*TASK INSTRUCTIONS*:
1. In the surrogacy text, what range does the average timeline for surrogacy abroad usually fall within?
2. Reproduce the passage of the surrogacy text that begins at the words "While most couples" and stops after the words "new lives together.".

*SUPPLIED TEXT*:
»»
While most couples who want to start a family can take the conventional path of allowing the woman in the relationship to become pregnant, that’s not an easy option for everyone. Same-sex couples, for example, face some gender challenges. In contrast, other couples may have medical considerations that either put a woman at risk or make it medically impossible to conceive due to surgery.
Fortunately, other alternatives exist for people wishing to start a family, such as adoption or surrogacy, for those who want their own newborn baby. Surrogacy is when another woman agrees to become pregnant on behalf of a hopeful family. After birth occurs, the newborn is then united with the couple so they can start their new lives together.
For many couples around the world, it’s become increasingly popular to make the surrogacy journey a literal one and find a surrogate mother to partner with in another country. There are many reasons to choose this, such as more cost-efficiency or an even wider, faster range of choices, but how long will it take for couples who choose to do this outside of their home country?
Of course, one aspect of the timeline is generally fixed, and that is the pregnancy itself. Once a surrogate mother has been confirmed as pregnant, everyone knows that for a healthy baby to be born, there is now a nine-month waiting period, so this amount of time, at minimum, is added to the timeline. However, there are many other factors to consider, so it’s unreasonable to think a successful surrogacy will only take up to nine months of time. Even with the best-case scenario, the average is often about one year.
In reality, the average timeline for surrogacy abroad is based on numerous other factors, such as the time spent finding a suitable surrogate mother. Because of this, the average typically falls within the 18-36 month range. Many different factors can or subtract time from this timeline. The biggest factors tend to be:
This is, by far, the most critical time component. Depending on the type of surrogacy available in your chosen country, finding a viable surrogate mother can take weeks or even years. The United Kingdom, for example, has a stark shortage of willing surrogate mother candidates at this point in time. The type of surrogacy plays a big role in this. “Altruistic surrogacy” is where a surrogate mother volunteers her time and body. Aside from medical and living expenses to cover the pregnancy, she receives no other financial compensation. This tends to limit the pool of women willing to volunteer, with long waiting lists, until someone with extreme levels of compassion, generosity, and medical suitability becomes available.
««
Dataset records
»»
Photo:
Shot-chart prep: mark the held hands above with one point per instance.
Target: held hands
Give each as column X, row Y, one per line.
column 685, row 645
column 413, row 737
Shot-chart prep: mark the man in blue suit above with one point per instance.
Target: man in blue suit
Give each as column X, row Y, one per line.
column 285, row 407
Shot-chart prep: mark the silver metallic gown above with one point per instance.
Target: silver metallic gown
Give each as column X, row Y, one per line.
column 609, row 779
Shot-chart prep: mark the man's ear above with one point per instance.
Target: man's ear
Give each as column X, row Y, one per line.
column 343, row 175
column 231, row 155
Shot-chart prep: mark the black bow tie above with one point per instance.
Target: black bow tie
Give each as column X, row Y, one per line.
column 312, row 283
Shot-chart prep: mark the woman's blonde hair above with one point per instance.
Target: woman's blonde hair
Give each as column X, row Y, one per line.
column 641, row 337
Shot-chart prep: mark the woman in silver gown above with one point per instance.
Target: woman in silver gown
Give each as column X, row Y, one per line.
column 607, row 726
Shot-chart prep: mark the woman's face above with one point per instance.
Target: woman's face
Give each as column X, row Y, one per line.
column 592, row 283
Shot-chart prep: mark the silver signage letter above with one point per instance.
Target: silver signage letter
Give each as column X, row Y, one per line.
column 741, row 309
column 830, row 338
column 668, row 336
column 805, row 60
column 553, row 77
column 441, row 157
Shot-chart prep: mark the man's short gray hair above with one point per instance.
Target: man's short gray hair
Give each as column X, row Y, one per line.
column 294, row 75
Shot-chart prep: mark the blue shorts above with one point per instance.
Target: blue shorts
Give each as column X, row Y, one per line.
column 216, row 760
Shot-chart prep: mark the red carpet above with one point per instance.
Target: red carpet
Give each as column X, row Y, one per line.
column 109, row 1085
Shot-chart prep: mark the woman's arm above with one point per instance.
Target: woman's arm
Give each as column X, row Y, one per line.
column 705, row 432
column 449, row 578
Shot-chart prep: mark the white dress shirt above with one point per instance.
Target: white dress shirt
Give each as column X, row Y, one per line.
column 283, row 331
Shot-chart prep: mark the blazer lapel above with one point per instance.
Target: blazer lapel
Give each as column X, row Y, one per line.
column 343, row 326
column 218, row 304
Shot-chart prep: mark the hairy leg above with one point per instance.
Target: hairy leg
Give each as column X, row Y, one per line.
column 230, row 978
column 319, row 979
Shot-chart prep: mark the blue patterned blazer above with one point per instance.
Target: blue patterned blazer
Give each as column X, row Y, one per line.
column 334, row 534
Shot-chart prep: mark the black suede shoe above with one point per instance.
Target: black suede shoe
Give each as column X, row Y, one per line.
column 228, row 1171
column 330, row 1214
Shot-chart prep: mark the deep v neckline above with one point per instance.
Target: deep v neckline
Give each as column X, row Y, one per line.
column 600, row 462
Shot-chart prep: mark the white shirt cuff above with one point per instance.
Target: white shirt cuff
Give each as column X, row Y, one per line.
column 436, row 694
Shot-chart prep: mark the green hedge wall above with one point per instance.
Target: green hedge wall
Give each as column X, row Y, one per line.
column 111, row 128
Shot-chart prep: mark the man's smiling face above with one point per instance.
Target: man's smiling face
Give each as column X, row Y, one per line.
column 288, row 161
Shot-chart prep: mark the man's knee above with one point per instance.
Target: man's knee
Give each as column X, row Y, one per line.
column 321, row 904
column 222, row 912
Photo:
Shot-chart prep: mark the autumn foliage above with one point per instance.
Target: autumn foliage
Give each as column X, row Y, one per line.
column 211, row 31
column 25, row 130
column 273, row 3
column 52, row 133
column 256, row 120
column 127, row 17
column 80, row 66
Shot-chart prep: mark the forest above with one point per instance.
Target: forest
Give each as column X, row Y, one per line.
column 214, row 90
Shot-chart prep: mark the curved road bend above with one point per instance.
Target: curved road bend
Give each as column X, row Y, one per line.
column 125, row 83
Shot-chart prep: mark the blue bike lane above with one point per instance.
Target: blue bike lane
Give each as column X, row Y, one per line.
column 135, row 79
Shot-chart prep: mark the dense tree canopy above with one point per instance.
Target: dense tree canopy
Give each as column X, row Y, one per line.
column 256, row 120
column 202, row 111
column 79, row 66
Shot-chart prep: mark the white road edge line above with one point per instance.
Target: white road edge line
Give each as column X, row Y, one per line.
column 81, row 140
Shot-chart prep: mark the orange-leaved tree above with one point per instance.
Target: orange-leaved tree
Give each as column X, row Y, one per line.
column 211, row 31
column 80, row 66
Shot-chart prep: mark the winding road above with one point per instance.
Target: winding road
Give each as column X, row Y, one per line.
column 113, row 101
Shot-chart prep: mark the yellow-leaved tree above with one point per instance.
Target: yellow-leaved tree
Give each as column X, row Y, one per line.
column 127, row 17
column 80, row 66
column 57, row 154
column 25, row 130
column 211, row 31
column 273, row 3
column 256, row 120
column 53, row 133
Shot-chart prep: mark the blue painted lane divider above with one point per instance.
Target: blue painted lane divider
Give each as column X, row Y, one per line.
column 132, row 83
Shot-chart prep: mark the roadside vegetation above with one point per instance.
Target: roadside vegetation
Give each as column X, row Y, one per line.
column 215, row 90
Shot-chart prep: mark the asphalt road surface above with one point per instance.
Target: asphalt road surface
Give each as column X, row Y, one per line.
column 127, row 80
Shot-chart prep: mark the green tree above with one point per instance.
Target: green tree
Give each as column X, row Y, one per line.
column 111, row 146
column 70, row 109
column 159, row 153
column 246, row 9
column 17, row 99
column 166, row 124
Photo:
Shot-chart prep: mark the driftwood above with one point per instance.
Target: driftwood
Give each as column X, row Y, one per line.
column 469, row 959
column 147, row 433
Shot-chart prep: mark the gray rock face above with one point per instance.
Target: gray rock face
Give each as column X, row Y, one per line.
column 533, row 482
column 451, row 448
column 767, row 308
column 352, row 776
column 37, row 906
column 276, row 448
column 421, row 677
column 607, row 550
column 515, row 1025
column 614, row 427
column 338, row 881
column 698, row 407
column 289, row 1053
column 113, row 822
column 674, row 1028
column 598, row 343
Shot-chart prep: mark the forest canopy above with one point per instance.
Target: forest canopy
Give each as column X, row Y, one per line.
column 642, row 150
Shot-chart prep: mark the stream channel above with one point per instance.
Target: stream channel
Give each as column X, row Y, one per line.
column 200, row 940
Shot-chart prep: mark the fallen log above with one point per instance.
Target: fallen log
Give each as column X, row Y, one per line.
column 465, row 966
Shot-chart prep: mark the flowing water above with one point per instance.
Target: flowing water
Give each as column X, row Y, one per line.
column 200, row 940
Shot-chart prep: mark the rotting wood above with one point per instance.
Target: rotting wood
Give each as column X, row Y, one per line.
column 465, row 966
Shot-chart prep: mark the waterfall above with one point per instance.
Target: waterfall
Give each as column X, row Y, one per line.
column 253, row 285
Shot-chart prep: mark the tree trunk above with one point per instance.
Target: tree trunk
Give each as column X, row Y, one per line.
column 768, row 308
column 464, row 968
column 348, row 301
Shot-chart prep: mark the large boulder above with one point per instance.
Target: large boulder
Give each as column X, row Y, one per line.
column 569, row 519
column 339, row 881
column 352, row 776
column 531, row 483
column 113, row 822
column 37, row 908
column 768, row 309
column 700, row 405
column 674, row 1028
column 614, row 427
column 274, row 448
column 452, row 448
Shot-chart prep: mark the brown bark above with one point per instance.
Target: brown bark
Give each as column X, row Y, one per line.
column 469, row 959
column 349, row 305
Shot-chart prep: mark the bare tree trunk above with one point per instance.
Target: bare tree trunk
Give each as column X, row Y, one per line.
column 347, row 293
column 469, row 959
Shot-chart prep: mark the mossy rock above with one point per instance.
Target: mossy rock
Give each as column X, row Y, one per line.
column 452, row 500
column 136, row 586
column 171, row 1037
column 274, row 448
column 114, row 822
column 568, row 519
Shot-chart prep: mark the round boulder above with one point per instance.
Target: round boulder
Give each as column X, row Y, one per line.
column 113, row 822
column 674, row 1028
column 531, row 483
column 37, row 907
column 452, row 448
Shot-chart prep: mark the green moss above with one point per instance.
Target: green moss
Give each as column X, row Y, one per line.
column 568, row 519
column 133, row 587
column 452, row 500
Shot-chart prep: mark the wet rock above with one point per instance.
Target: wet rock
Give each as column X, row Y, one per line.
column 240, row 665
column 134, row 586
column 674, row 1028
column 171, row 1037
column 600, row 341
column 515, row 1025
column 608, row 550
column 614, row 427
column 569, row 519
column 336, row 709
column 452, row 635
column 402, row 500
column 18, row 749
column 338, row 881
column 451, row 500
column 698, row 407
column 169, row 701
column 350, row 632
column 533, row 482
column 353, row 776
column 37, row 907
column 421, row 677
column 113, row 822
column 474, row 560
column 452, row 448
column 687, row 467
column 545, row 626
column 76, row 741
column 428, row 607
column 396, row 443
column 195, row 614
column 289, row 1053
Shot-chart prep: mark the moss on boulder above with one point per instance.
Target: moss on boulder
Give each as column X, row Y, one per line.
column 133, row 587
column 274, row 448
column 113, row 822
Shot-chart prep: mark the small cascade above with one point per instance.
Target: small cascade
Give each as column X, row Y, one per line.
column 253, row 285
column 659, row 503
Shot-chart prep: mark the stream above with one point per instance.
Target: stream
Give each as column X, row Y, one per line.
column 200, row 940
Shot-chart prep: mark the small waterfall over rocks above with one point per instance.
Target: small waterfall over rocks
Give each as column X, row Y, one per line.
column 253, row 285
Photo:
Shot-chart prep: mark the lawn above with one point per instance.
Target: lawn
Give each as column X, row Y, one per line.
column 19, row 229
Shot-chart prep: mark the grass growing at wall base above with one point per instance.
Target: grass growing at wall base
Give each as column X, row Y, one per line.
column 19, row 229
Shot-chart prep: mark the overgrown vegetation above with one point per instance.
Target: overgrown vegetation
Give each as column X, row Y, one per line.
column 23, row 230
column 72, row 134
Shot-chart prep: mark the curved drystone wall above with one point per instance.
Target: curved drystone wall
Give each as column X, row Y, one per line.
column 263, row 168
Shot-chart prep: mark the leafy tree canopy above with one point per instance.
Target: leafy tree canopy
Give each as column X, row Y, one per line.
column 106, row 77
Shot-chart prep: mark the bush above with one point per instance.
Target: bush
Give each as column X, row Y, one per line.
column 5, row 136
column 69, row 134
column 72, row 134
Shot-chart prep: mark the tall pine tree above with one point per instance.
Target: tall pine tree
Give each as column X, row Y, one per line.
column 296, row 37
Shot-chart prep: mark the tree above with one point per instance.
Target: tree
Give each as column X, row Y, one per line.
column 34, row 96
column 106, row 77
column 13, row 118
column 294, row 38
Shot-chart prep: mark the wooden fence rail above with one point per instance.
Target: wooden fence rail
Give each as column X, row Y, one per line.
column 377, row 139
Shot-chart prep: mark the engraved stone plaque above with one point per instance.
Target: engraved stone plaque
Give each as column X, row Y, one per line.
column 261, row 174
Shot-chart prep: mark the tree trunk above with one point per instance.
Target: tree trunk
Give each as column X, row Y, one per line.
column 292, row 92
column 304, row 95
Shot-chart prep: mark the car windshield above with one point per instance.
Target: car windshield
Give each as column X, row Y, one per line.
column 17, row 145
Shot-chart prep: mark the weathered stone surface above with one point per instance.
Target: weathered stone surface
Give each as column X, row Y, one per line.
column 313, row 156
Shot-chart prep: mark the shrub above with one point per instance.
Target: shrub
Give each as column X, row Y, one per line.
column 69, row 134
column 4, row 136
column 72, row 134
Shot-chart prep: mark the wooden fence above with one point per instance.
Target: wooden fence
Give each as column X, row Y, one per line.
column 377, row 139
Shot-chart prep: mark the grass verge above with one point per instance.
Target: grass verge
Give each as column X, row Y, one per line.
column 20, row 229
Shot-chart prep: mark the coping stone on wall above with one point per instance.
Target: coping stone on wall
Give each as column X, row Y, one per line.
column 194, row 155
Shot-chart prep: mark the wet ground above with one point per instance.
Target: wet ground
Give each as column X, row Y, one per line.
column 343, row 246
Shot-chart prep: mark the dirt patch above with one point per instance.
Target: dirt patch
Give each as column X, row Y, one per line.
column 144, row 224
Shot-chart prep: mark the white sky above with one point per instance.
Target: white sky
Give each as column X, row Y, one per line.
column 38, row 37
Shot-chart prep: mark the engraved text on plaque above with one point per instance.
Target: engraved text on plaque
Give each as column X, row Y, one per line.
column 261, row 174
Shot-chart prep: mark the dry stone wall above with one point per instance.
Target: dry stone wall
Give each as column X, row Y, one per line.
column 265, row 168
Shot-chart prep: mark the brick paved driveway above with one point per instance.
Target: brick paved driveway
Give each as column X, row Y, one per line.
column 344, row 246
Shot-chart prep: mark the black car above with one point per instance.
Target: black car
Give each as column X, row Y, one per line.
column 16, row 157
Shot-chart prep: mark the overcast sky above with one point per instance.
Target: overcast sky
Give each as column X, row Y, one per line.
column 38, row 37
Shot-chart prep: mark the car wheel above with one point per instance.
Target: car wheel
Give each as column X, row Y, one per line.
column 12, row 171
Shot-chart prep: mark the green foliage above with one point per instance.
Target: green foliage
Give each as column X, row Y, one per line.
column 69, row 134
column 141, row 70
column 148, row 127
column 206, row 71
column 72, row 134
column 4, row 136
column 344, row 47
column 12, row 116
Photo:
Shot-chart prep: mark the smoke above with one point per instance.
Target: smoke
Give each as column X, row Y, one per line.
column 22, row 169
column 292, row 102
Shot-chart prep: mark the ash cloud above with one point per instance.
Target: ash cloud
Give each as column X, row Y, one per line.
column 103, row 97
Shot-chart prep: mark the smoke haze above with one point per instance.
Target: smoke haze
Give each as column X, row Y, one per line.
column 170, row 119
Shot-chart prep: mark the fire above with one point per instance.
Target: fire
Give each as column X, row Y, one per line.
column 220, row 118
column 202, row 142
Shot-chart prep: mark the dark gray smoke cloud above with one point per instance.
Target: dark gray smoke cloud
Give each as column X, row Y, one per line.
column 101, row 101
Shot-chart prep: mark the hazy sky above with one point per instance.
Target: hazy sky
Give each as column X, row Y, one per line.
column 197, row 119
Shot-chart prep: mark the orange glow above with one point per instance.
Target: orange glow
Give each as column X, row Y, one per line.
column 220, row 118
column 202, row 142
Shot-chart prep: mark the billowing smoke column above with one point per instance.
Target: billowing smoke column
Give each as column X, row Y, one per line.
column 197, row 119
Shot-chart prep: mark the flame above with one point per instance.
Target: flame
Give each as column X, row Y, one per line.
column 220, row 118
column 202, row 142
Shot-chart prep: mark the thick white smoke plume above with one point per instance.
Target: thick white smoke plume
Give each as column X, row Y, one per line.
««
*RESPONSES IN ORDER*:
1. It usually falls within the 18-36 month range.

2.
While most couples who want to start a family can take the conventional path of allowing the woman in the relationship to become pregnant, that’s not an easy option for everyone. Same-sex couples, for example, face some gender challenges. In contrast, other couples may have medical considerations that either put a woman at risk or make it medically impossible to conceive due to surgery.
Fortunately, other alternatives exist for people wishing to start a family, such as adoption or surrogacy, for those who want their own newborn baby. Surrogacy is when another woman agrees to become pregnant on behalf of a hopeful family. After birth occurs, the newborn is then united with the couple so they can start their new lives together.